[Testo estratto]
══════════════════════════════

Pubblichiamo la seguente intervista realizzata a margine della conferenza “Palestina: geopolitica di un conflitto”, svoltasi a Torino il 29 maggio scorso e co-organizzata da “Eurasia” e dal Centro Italo-Arabo “Dar al-Hikma”. Enrico Galoppini è redattore della rivista “Eurasia”.


Palestina: geopolitica di un conflitto”. In che modo una questione che a molti sembra circoscritta a un’area ben precisa, in realtà riguarda tutti noi?

La “questione palestinese”, a ben vedere, non è circoscritta ai soli palestinesi come fa intendere tale definizione ormai data per scontata. Se si considera la posizione geografica della Palestina, al crocevia di Eurasia e Africa, si comprende come una perenne destabilizzazione di quella precisa zona del mondo sia stata incoraggiata dalle “potenze marittime”, Gran Bretagna e Stati Uniti, che considerano catastrofico per i loro interessi un’integrazione – politica, economica, culturale e, perché no, militare – della massa di terre emerse che gli Stati Uniti stessi chiamano “Vecchio mondo” (come dire che essi sono il “progresso”).

══════════════════════════════

[Esercizi da svolgere]
A) Riproduca fedelmente il passo dell'intervista sulla questione palestinese da "Pubblichiamo la seguente" fino a "riguarda tutti noi?" compreso.
B) Prosegua l'intervista sulla questione palestinese a partire dall'ultima frase riportata.

[Record forniti]

══════════════════════════════

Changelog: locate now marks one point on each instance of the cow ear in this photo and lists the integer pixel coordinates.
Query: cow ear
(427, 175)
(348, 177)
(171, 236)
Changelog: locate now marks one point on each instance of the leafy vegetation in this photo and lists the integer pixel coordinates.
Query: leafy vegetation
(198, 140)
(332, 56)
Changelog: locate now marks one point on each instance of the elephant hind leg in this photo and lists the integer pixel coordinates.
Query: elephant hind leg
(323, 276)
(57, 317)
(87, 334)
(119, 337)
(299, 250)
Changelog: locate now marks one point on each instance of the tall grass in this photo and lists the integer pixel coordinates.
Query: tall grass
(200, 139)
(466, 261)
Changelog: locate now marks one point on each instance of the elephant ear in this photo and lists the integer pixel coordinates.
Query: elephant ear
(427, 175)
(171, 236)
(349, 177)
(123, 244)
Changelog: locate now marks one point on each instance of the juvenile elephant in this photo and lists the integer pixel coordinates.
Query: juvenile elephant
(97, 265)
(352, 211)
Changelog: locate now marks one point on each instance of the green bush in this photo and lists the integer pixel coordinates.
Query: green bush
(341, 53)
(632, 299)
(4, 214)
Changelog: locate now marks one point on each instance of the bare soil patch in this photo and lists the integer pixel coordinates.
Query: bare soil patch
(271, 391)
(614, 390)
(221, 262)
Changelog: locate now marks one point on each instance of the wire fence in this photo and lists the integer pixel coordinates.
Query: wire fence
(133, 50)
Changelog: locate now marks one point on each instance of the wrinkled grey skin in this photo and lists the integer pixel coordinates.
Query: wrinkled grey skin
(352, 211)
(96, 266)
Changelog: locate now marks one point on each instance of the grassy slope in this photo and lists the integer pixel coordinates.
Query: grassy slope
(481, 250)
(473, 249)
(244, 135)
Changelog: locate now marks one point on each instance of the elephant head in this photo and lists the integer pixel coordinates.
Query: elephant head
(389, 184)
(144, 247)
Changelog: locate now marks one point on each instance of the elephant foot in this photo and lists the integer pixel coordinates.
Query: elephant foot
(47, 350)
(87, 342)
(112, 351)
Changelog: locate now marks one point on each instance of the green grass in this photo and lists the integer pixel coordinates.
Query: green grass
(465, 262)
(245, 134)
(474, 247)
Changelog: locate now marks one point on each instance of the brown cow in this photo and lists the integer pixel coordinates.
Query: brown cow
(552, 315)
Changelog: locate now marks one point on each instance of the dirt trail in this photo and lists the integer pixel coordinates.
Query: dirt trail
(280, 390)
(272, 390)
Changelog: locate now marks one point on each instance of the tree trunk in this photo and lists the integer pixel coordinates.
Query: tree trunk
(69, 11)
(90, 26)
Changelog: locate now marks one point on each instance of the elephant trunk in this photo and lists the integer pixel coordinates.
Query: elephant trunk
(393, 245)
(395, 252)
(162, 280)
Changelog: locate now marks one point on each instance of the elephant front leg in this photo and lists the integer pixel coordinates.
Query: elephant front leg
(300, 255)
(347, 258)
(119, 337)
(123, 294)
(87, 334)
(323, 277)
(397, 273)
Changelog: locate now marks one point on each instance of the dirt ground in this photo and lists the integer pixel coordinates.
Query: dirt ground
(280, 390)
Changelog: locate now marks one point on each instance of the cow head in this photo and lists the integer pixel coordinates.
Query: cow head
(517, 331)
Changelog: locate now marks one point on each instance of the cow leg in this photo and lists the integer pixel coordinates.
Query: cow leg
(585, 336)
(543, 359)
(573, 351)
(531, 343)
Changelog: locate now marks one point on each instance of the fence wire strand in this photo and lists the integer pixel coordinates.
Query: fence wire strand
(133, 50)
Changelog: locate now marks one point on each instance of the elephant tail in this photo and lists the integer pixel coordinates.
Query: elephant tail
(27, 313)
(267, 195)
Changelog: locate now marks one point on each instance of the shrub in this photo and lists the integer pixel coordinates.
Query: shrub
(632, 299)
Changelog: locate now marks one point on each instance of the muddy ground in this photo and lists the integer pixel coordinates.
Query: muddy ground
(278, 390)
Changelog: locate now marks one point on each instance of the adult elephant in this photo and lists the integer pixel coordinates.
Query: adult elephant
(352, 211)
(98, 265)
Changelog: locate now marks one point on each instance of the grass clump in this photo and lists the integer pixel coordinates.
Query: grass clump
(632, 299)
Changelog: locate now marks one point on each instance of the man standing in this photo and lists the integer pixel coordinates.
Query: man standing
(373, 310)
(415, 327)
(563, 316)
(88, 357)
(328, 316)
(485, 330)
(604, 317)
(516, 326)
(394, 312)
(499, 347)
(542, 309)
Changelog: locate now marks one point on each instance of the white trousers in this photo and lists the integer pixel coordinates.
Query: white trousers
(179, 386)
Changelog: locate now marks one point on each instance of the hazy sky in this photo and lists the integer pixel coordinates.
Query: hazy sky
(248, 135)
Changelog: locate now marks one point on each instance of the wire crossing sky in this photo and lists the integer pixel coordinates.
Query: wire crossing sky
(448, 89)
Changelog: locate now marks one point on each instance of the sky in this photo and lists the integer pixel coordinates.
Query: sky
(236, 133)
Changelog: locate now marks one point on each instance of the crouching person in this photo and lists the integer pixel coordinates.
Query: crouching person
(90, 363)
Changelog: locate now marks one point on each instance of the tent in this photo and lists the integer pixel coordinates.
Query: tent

══════════════════════════════

[Soluzioni degli esercizi]
A)
Pubblichiamo la seguente intervista realizzata a margine della conferenza “Palestina: geopolitica di un conflitto”, svoltasi a Torino il 29 maggio scorso e co-organizzata da “Eurasia” e dal Centro Italo-Arabo “Dar al-Hikma”. Enrico Galoppini è redattore della rivista “Eurasia”.


Palestina: geopolitica di un conflitto”. In che modo una questione che a molti sembra circoscritta a un’area ben precisa, in realtà riguarda tutti noi?

B)
Alla luce di questo, si spiegano i vari strumenti che queste potenze gestite da élite estranee ed ostili alla “unità spirituale dell’Eurasia” (G. Tucci) hanno sin qui utilizzato, non ultimo la Nato, che non serve affatto a “difenderci” (da cosa?), ma a coinvolgerci in conflitti fratricidi (vedasi quello che si è cercato di far scoppiare con la “crisi georgiana”) contrari ai nostri interessi.

È sempre in questo quadro che si spiega il fenomeno dell’islamofobia, teso a creare una giustificazione di tipo “culturale” ad azioni militari e non (si pensi alle “rivoluzioni colorate”) mirate in quella parte di mondo abitata da popolazioni (arabe e) musulmane.

La “questione palestinese” è, pertanto, l’aspetto più evidente di una “questione mondo”, che vede da almeno un paio di secoli il tentativo delle “potenze marittime” (si consideri anche l’occupazione del “Mare Nostrum” con un loro dispositivo di basi, da Gibilterra a Cipro, passando per la Sicilia) di controllare il mondo per imporre il loro modello e i loro valori (mercantili).

In tutto ciò, la Palestina è finita vittima, in virtù della posizione che occupa, di un’operazione funzionale alla destabilizzazione del “Vecchio mondo”, ovvero la creazione di una base politico-territoriale dell’ideologia sionista, a sua volta sostenuta dalle “potenze marittime” e mercantili.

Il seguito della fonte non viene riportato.